■ Article:
• • •
All of lore.kernel.org
 help / color / mirror / Atom feed
From: NeilBrown <neilb@suse.com>
To: Shaohua Li <shli@kernel.org>, Jens Axboe <axboe@fb.com>,
	linux-raid@vger.kernel.org, linux-block@vger.kernel.org,
	Christoph Hellwig <hch@infradead.org>
Cc: Ming Lei <tom.leiming@gmail.com>
Subject: Re: [PATCH v3 05/14] md: raid1: don't use bio's vec table to manage resync pages
Date: Mon, 10 Jul 2017 09:09:08 +1000	[thread overview]
Message-ID: <87mv8d5ht7.fsf@notabene.neil.brown.name> (raw)
In-Reply-To: <20170316161235.27110-6-tom.leiming@gmail.com>

[-- Attachment #1: Type: text/plain, Size: 3988 bytes --]

On Fri, Mar 17 2017, Ming Lei wrote:

> Now we allocate one page array for managing resync pages, instead
> of using bio's vec table to do that, and the old way is very hacky
> and won't work any more if multipage bvec is enabled.
>
> The introduced cost is that we need to allocate (128 + 16) * raid_disks
> bytes per r1_bio, and it is fine because the inflight r1_bio for
> resync shouldn't be much, as pointed by Shaohua.
>
> Also the bio_reset() in raid1_sync_request() is removed because
> all bios are freshly new now and not necessary to reset any more.
>
> This patch can be thought as a cleanup too
>
> Suggested-by: Shaohua Li <shli@kernel.org>
> Signed-off-by: Ming Lei <tom.leiming@gmail.com>
> ---
>  drivers/md/raid1.c | 94 +++++++++++++++++++++++++++++++++++++-----------------
>  1 file changed, 64 insertions(+), 30 deletions(-)
• • •
■ Dataset content:

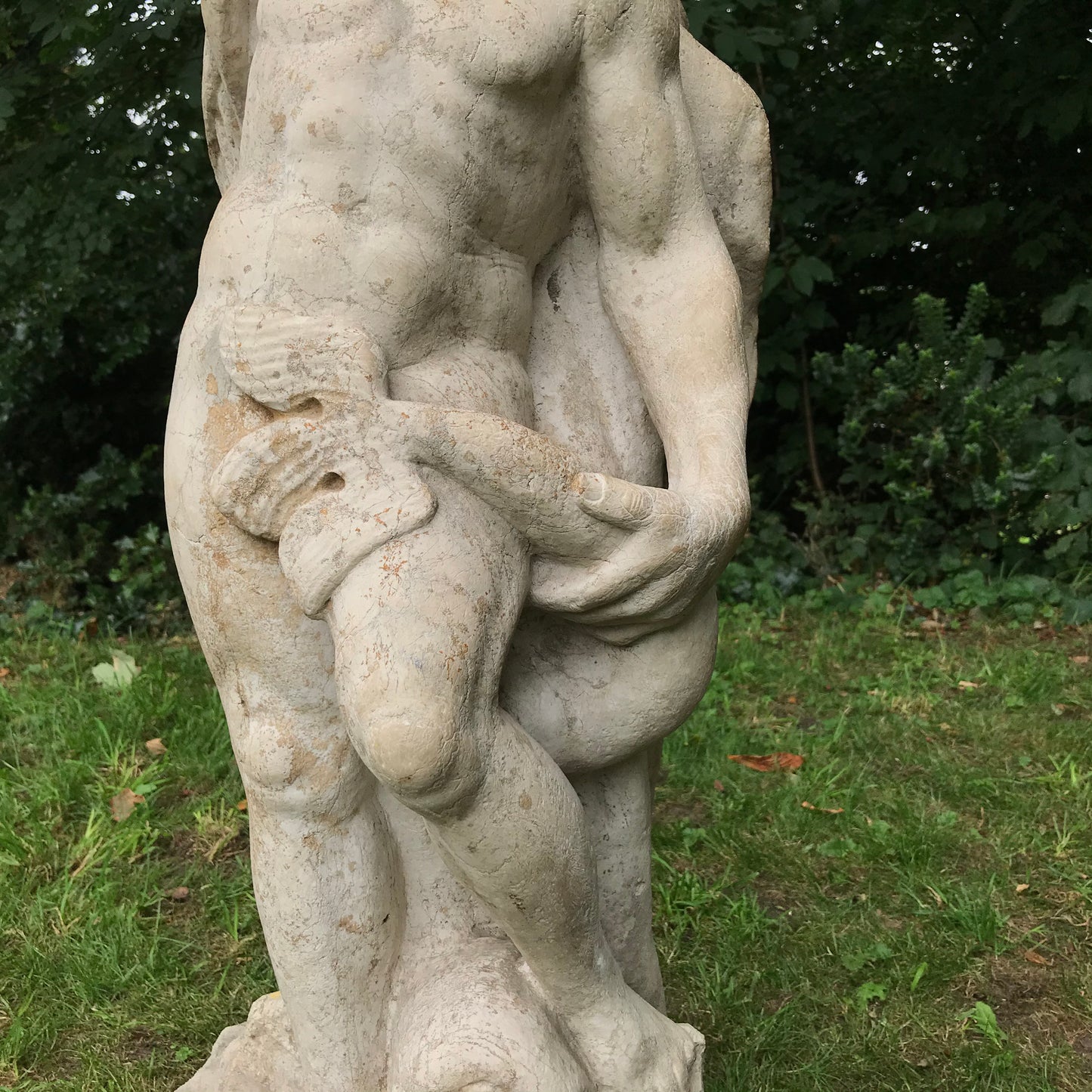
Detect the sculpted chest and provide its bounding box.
[257,0,583,91]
• • •
■ Tasks to carry out:
(a) According to the message, how many bytes per r1_bio must the new approach allocate?
(b) Do these statements agree with the message? Answer yes or no for each, quoting the deciding words. (i) The patch removes the bio_reset() call in raid1_sync_request(). (ii) Jens Axboe suggested the patch. (iii) The patch changes more than one file.

■ Answers per task:
(a) (128 + 16) * raid_disks bytes

(b)
(i) Yes: "the bio_reset() in raid1_sync_request() is removed"
(ii) No: "Suggested-by: Shaohua Li <shli@kernel.org>"
(iii) No: "1 file changed, 64 insertions(+), 30 deletions(-)"